** start of Page excerpt **
Monday, October 17, 2005

The Church of God, where is it? Is it INVISIBLE?

Let us begin with a contrast between the “theoretical doctrine” and the “practical reality.”

The Lord Jesus Christ taught that there is one Church --- “upon this rock I will build my Church”; his apostles taught that there is one Church and they identified this Church through the use of various metaphors or models – e.g., the Body of Christ, the Bride of Christ and the royal Priesthood; and the ecumenical Creed declares in summary of the biblical teaching that there is “one, holy, catholic and apostolic Church.”

What the eyes see in the USA is not one Church, not even one Anglican, one Lutheran, one Presbyterian, one Baptist, and one Orthodox Church. They behold a vast array of denominations, which are distinguished from each other by name, by what they stand for, by their ecclesiastical polity and organization, and so on. Each of them claims either to be the whole of, or to be a part of, the Church of God and some but not all of them are in fellowship with others.

How can we maintain the belief in the One Church of Scripture and Creed, and at the same time live within the massive variety of competitive denominations and congregations in the West and in the world generally?

First of all, we need to realize that this is not in essence a new problem for sensitive souls. In other forms and manifestations, it has in principle been addressed by Christian philosophers and theologians in the past. From the patristic period, St Augustine is the obvious example (remember he had to address the Donatist schism] and at the Reformation of the 16th century, the reality of national churches, not always in communion with each other and not in communion with the Church of Rome and the Orthodox Churches of the East, raised serious questions for all the leaders about the unity of the Church.
** end of Page excerpt **
--- Set tasks ---
A. Reproduce the stretch of the passage on the Church of God from "The Lord Jesus" through "fellowship with others.", changing "USA" to "United States".
B. Answer these questions using the passage on the Church of God:
(i) What date appears at the top?
(ii) Which three metaphors or models did the apostles use to identify the Church?
(iii) Which schism did St Augustine have to address?
The rows that follow come from a separate source.
** start of Record list **
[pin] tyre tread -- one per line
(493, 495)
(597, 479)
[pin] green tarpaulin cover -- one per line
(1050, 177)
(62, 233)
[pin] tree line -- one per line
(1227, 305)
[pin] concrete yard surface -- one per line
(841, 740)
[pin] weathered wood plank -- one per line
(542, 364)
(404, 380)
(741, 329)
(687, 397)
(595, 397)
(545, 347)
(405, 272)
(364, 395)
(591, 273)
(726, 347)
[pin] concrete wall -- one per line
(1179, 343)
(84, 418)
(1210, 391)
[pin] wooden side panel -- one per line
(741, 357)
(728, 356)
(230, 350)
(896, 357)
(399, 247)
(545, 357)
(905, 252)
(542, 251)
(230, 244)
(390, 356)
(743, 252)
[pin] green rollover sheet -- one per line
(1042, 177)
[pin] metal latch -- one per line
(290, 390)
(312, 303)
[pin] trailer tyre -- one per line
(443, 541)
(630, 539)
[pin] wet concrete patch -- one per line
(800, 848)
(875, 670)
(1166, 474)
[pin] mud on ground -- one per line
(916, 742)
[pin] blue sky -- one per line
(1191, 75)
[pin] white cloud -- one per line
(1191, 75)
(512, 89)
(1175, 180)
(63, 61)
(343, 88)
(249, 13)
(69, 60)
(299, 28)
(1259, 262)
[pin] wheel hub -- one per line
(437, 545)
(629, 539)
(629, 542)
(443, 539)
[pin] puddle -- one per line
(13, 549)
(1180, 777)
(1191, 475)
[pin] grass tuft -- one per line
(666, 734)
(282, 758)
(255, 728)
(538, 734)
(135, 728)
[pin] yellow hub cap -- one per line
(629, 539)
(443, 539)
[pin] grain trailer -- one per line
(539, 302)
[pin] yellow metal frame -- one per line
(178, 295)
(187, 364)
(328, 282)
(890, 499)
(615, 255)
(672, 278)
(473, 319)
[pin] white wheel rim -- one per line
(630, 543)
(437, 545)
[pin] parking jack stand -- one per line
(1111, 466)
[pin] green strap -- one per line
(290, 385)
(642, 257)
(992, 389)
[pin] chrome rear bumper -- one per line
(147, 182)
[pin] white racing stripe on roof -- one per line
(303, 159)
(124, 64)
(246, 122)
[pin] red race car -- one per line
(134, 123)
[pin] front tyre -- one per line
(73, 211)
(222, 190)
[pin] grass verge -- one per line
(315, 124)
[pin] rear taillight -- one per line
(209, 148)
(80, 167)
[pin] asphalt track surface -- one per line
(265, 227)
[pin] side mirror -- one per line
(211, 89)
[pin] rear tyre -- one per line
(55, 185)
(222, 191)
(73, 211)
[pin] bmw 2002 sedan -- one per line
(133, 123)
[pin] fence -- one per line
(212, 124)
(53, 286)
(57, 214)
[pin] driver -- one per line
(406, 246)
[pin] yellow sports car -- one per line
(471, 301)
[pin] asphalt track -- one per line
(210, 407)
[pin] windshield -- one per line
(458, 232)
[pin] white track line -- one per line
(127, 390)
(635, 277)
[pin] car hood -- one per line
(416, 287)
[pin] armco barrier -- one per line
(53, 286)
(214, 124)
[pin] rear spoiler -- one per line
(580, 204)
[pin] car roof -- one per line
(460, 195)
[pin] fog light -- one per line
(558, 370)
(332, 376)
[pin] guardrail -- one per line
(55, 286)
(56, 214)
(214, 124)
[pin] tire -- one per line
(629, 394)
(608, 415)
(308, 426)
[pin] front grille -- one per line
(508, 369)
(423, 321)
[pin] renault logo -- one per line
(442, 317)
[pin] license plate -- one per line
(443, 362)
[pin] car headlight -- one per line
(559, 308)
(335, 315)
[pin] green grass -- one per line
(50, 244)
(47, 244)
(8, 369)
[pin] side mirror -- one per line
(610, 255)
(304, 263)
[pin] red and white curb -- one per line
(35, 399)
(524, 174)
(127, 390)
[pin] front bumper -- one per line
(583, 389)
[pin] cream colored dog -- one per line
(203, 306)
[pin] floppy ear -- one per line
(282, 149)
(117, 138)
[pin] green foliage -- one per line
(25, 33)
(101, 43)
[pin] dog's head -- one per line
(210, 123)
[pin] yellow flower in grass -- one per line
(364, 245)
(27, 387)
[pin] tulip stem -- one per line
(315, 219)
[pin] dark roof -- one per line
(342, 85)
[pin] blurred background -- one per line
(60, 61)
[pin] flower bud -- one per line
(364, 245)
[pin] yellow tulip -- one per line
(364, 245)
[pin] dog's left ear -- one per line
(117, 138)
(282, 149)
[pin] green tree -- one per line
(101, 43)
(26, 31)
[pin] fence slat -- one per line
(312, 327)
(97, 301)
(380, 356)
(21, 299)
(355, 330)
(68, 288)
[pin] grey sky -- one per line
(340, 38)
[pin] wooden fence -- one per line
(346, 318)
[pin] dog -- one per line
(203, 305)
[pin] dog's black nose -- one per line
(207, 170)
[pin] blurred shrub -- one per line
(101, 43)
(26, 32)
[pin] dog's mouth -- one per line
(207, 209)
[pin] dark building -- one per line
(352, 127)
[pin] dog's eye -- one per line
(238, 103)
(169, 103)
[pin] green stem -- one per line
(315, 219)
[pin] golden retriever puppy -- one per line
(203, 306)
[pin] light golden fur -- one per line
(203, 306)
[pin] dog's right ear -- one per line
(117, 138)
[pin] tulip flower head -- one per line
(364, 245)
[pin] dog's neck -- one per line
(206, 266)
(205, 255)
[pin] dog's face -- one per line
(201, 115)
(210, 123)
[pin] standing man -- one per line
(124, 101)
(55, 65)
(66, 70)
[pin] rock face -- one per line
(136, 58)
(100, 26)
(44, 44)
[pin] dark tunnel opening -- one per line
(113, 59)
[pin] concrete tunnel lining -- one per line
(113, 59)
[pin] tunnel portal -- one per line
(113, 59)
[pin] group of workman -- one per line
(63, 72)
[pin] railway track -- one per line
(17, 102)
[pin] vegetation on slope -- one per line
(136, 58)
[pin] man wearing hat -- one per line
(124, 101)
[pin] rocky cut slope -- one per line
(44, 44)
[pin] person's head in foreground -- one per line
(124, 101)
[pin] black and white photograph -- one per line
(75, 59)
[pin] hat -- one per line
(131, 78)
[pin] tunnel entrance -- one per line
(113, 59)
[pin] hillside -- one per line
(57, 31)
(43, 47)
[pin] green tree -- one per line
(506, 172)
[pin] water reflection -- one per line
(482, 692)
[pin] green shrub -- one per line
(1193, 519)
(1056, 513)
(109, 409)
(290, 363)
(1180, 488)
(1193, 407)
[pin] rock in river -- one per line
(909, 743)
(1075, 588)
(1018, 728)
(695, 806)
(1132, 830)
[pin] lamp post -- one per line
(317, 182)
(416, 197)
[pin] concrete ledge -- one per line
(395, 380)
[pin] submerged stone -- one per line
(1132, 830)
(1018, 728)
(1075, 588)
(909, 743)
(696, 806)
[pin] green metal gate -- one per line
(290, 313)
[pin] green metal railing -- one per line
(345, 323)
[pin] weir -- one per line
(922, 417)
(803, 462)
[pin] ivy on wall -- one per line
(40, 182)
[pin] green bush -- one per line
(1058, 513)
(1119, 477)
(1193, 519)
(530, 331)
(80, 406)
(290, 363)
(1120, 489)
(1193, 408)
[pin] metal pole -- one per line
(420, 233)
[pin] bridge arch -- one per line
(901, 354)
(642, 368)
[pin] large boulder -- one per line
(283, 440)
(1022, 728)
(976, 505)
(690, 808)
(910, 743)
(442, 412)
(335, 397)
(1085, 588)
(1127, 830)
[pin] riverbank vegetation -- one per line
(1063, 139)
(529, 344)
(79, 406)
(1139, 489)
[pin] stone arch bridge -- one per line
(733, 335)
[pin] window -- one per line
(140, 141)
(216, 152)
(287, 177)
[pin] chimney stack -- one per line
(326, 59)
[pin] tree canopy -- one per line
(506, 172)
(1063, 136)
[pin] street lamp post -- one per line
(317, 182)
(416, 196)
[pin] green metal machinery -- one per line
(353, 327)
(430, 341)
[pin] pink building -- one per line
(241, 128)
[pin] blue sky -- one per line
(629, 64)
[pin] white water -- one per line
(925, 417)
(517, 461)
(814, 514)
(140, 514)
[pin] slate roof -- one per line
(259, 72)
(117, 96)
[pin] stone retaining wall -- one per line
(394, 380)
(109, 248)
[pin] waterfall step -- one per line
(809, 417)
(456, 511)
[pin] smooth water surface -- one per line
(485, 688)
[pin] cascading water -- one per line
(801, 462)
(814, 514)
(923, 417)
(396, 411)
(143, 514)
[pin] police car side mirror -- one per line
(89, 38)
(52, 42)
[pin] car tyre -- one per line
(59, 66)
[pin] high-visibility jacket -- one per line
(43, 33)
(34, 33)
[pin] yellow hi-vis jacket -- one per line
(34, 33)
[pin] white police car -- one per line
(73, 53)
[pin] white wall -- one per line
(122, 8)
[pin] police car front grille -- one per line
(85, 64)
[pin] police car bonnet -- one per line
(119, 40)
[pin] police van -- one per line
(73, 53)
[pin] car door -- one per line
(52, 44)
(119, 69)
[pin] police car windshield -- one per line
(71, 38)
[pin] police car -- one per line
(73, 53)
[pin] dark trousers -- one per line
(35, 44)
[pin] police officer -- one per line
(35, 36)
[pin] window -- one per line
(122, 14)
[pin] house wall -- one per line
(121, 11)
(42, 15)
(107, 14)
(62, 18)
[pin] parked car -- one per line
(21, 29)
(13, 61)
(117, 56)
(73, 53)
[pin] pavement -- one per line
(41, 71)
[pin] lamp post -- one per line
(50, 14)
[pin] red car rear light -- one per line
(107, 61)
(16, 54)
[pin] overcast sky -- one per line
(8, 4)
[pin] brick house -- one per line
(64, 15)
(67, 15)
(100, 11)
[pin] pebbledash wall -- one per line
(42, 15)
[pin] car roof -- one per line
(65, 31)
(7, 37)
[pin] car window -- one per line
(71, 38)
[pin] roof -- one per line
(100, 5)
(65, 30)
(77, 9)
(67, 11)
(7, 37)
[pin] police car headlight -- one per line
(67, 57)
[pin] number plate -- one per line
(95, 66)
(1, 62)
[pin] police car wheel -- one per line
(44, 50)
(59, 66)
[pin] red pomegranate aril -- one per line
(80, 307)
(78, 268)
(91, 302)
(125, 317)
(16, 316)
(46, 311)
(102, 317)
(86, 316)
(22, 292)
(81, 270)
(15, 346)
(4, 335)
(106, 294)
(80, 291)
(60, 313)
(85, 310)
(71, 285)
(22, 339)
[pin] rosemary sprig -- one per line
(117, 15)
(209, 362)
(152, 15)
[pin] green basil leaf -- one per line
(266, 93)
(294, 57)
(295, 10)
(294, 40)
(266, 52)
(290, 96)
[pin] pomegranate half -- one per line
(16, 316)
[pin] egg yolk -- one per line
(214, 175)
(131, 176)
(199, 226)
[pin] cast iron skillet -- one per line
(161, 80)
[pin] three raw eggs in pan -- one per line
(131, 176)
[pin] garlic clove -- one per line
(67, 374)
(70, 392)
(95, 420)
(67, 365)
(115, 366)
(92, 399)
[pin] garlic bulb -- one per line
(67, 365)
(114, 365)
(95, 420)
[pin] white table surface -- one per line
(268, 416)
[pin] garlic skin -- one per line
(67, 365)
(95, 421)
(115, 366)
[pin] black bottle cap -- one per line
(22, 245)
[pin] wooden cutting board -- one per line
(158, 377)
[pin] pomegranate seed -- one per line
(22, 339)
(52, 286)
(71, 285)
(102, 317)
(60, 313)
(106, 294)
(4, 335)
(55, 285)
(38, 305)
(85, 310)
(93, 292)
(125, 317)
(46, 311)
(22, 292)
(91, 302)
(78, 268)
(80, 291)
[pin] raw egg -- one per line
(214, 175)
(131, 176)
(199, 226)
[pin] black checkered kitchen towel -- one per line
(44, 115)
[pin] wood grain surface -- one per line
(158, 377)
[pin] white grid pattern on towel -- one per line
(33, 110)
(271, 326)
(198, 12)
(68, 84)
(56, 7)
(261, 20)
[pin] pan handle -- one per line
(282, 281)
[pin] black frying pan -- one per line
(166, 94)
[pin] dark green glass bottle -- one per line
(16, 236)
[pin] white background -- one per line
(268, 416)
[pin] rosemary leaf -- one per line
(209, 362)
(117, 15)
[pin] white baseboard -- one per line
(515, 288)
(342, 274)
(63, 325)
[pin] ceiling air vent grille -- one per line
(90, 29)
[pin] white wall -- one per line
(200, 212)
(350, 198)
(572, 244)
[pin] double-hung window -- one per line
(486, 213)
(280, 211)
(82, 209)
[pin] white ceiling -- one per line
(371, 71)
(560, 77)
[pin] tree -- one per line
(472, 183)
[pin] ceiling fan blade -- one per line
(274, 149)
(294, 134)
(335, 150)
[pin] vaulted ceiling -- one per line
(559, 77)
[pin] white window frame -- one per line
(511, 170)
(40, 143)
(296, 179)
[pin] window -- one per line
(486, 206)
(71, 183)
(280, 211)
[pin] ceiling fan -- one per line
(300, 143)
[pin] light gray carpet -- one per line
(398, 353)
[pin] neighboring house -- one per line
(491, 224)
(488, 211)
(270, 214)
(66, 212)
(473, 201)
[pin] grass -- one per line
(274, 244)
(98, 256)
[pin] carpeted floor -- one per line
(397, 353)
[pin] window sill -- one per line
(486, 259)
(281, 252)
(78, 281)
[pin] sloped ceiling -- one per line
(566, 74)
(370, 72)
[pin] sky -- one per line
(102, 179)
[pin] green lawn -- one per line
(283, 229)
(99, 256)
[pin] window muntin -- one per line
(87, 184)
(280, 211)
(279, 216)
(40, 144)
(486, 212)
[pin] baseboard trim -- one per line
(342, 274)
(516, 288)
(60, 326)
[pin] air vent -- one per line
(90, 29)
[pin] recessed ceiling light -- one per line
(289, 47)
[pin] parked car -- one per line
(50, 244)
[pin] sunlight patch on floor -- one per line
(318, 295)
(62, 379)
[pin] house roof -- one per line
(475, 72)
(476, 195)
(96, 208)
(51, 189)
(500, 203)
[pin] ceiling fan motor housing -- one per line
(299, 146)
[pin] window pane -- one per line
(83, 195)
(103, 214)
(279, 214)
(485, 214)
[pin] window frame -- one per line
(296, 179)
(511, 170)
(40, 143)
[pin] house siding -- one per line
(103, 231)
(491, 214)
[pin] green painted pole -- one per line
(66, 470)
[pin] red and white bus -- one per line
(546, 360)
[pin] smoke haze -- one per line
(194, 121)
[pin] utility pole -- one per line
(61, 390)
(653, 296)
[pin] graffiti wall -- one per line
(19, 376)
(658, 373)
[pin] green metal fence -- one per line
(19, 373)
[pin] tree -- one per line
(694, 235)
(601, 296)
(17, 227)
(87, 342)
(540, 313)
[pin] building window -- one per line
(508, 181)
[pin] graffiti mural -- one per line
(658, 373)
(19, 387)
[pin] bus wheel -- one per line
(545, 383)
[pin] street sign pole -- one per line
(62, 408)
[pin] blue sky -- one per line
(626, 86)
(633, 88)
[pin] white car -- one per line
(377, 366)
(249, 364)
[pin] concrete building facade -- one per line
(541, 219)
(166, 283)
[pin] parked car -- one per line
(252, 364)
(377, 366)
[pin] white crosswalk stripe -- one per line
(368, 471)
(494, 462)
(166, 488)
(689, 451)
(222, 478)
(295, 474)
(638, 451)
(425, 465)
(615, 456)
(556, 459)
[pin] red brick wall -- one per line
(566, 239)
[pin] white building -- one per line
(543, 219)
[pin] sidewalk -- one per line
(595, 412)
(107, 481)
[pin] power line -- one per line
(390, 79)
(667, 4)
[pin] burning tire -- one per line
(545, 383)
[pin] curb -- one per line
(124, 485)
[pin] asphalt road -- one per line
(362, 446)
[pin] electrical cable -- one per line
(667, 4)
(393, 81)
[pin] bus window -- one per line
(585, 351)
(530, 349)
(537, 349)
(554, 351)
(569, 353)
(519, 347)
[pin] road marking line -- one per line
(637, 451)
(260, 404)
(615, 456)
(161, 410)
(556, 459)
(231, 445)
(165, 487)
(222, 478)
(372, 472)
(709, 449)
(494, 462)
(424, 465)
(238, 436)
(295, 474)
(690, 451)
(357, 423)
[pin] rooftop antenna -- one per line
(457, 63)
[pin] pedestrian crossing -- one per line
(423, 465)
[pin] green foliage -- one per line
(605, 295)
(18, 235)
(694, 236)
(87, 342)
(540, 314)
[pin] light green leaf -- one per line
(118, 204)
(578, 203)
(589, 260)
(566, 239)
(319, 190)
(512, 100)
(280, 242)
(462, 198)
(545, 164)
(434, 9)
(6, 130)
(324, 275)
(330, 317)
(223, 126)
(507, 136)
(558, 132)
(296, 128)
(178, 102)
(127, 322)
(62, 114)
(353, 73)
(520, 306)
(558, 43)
** end of Record list **
--- Task responses ---
A.
The Lord Jesus Christ taught that there is one Church --- “upon this rock I will build my Church”; his apostles taught that there is one Church and they identified this Church through the use of various metaphors or models – e.g., the Body of Christ, the Bride of Christ and the royal Priesthood; and the ecumenical Creed declares in summary of the biblical teaching that there is “one, holy, catholic and apostolic Church.”

What the eyes see in the United States is not one Church, not even one Anglican, one Lutheran, one Presbyterian, one Baptist, and one Orthodox Church. They behold a vast array of denominations, which are distinguished from each other by name, by what they stand for, by their ecclesiastical polity and organization, and so on. Each of them claims either to be the whole of, or to be a part of, the Church of God and some but not all of them are in fellowship with others.

B.
(i) Monday, October 17, 2005
(ii) The Body of Christ, the Bride of Christ and the royal Priesthood
(iii) The Donatist schism